EXERCISE DESCRIPTION
The entries follow. Copy every line in which "below" appears.

MATERIAL PROVIDED
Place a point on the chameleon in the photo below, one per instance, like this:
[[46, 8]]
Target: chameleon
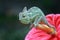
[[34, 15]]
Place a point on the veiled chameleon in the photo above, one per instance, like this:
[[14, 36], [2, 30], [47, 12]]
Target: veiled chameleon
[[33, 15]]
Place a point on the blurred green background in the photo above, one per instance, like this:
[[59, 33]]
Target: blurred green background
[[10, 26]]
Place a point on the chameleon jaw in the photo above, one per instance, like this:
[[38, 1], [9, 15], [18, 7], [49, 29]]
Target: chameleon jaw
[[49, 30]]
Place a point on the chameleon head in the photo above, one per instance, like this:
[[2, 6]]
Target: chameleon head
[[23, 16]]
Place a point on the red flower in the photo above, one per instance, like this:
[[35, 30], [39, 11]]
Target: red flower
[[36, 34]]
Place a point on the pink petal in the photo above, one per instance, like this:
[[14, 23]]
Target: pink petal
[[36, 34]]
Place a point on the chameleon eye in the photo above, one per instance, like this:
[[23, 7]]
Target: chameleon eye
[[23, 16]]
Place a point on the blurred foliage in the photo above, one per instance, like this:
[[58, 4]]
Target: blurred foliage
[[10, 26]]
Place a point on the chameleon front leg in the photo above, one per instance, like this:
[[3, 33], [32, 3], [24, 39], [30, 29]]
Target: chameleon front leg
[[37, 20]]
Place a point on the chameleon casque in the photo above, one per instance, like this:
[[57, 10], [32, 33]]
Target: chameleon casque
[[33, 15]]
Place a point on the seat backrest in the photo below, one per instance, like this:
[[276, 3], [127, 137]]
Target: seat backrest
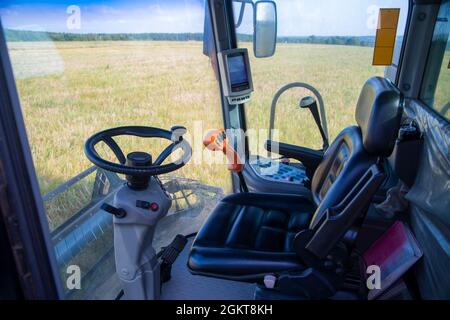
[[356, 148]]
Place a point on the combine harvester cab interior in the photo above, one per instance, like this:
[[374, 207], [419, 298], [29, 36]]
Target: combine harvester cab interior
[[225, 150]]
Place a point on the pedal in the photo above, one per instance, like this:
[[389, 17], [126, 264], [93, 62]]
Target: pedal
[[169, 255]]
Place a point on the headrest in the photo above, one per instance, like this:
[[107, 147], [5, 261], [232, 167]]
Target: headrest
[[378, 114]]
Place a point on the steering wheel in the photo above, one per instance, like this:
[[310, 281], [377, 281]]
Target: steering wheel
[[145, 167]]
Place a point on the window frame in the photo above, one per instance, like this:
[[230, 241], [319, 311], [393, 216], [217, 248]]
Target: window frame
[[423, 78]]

---

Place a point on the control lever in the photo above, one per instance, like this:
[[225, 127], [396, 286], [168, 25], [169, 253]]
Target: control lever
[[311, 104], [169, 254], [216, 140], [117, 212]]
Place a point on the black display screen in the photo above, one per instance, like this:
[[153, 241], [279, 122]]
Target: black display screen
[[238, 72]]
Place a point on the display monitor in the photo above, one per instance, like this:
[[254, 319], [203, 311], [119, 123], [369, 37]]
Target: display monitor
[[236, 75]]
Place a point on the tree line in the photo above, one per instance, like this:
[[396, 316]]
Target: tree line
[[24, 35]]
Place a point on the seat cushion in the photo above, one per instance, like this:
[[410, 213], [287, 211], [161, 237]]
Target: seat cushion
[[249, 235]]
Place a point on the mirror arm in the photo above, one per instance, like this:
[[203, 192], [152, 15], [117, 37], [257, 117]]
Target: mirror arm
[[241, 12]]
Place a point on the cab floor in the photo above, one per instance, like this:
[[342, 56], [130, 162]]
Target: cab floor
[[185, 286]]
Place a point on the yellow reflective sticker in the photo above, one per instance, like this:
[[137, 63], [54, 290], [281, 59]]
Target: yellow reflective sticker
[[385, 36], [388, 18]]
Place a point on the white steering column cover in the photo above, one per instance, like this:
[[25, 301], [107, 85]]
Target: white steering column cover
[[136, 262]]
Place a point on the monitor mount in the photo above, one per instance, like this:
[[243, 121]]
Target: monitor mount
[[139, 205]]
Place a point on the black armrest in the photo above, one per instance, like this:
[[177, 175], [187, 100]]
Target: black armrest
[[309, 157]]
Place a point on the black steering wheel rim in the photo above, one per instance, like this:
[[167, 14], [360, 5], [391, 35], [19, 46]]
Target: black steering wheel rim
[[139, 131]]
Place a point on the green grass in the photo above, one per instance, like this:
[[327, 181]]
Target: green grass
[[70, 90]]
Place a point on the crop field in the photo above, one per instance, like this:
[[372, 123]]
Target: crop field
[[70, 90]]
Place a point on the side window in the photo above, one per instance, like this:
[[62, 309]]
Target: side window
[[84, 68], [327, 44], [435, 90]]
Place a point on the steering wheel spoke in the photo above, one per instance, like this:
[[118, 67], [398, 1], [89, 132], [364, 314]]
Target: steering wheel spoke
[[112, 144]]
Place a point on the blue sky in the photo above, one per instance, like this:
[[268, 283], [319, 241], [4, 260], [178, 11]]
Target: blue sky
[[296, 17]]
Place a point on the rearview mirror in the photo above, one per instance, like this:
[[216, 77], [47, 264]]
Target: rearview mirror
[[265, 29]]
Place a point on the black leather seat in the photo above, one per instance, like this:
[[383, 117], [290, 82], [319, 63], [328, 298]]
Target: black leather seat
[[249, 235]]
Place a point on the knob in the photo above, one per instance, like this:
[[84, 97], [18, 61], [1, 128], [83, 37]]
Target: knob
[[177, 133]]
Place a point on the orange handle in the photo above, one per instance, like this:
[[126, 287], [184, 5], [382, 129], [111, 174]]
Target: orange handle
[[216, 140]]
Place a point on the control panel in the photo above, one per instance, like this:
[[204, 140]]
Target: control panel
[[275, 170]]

WRITTEN ANSWER
Place a point on the chameleon in the photo below, one per instance, like this:
Place a point on the seat backrest in the photo below, one per instance, like this:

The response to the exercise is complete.